What to do:
Extract the complete data exactly as given.
>>>
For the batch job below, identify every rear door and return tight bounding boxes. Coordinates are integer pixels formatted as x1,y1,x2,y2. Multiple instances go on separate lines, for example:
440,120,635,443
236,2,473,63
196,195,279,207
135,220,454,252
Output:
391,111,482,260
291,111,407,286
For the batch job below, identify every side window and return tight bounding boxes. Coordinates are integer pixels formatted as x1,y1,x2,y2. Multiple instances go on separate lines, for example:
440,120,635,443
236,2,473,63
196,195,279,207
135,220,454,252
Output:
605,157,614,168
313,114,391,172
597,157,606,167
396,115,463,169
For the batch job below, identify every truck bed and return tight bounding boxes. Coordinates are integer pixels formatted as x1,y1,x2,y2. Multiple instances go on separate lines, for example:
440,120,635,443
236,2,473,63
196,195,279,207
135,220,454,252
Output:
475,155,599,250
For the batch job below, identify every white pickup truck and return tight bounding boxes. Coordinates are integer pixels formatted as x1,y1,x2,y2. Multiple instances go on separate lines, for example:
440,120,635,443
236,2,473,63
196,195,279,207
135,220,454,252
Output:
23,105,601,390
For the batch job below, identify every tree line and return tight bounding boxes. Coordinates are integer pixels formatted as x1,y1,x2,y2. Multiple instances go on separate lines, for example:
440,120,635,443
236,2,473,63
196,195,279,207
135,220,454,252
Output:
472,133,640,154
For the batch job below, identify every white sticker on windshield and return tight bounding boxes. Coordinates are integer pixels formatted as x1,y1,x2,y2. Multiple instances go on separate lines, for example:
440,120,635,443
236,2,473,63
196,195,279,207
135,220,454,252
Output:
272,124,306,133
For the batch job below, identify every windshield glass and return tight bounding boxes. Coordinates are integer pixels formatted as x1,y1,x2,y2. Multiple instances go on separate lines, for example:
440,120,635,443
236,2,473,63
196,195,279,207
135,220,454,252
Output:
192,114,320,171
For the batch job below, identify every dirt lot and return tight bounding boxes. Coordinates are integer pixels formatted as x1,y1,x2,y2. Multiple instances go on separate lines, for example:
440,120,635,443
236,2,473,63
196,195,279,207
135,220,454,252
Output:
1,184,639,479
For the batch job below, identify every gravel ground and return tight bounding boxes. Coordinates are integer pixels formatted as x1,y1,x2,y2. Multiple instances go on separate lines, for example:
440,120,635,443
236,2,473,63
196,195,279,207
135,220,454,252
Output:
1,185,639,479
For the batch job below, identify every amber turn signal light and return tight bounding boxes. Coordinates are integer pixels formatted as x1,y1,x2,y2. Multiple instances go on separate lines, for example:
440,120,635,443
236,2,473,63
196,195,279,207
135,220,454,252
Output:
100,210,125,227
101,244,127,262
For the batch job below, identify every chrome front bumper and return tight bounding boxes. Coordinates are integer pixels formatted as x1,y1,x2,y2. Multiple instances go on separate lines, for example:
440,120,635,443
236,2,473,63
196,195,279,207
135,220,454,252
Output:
<<<
Answer for this exercise:
For the batch job below, identify every rear door and return tight bounding boxes. Coordinates are integer pixels formatted as x1,y1,x2,y2. Multiple instances go on separate lines, for example:
440,120,635,443
236,2,473,63
196,195,279,207
135,220,454,252
Output:
391,111,482,260
291,111,407,286
For the batch job below, identify every side window and return tight bounding boxes. Coordinates are integer pixels formatted as x1,y1,x2,y2. Multiple instances go on separate lines, for example:
440,120,635,443
236,2,473,63
196,195,279,207
135,220,454,252
Output:
605,157,614,168
313,114,391,172
597,157,606,167
396,115,463,169
For the batch job below, identify every truck bed and return tight bounding boxes. Coordinates are integer pixels formatted as x1,y1,x2,y2. Multiple instances go on separate lines, for example:
440,120,635,443
236,2,473,63
196,195,279,207
135,220,454,252
Output:
475,155,599,250
For the batch job below, identify every white pickup truck and return tight bounding boxes. Coordinates are integer pixels formatted as x1,y1,x2,y2. Multiple instances go on separate lines, for example:
440,120,635,443
236,2,473,63
196,195,279,207
135,220,454,252
Output:
23,105,601,390
For the batch job below, identify every tree line and return tight bounding boxes. Coordinates are integer pixels formatted as x1,y1,x2,y2. Multiple instances go on separate lines, for example:
440,120,635,443
236,2,473,63
196,195,279,207
135,220,454,252
Output:
472,133,640,154
For the batch job below, identify every white sticker on windshield and return tight bounding boxes. Coordinates are integer pixels formatted as x1,y1,x2,y2. Multiple instances go on separate lines, for example:
440,120,635,443
236,2,473,63
196,195,279,207
135,220,454,252
Output:
272,124,306,133
For the batch job below, identify every windshield glass and return tight bounding boxes. Coordinates are integer pixels formatted as x1,y1,x2,y2. Multiple instances go on separate lines, for example:
440,120,635,443
236,2,473,63
196,195,279,207
135,220,454,252
Output:
192,114,320,171
For the batch job below, identify every dirt lot and return tight bounding boxes. Coordinates are integer pixels formatted as x1,y1,x2,y2. Multiple instances go on separate lines, for example:
440,120,635,443
236,2,473,63
196,195,279,207
135,220,454,252
Output:
1,184,639,479
For the batch job below, identify every gravel ground and return tight bounding boxes. Coordinates are integer pixels formatted as x1,y1,x2,y2. Multiple instances go on separate lines, for example:
440,120,635,443
236,2,473,63
196,195,279,207
135,220,454,252
Output:
1,185,639,479
For the batch job below, identify every amber turn signal light and return tight bounding boxes. Coordinates are integer pixels formatted as x1,y1,x2,y2. Multiple instances go on separate lines, for example:
440,120,635,443
236,2,473,63
196,195,279,207
135,220,454,252
Output:
100,210,125,227
101,244,127,262
For the batch job below, identify every chrome front bumper and return tight bounding boxes. Coordinates are integer pixels formatted as x1,y1,x2,y2. Multiple instances go on separate lines, for example:
440,120,635,443
236,2,473,63
196,195,279,207
135,220,454,252
Output:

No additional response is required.